┏━━

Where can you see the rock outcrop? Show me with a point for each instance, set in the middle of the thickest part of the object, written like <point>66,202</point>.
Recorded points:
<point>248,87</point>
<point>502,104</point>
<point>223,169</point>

┗━━

__What you have to do__
Could you restate every record word for word?

__Output of the exercise__
Where can you see the rock outcrop? Show me with a point for each instance, set in the middle of the thickest part of the object, written like <point>66,202</point>.
Recorded points:
<point>248,87</point>
<point>502,104</point>
<point>223,169</point>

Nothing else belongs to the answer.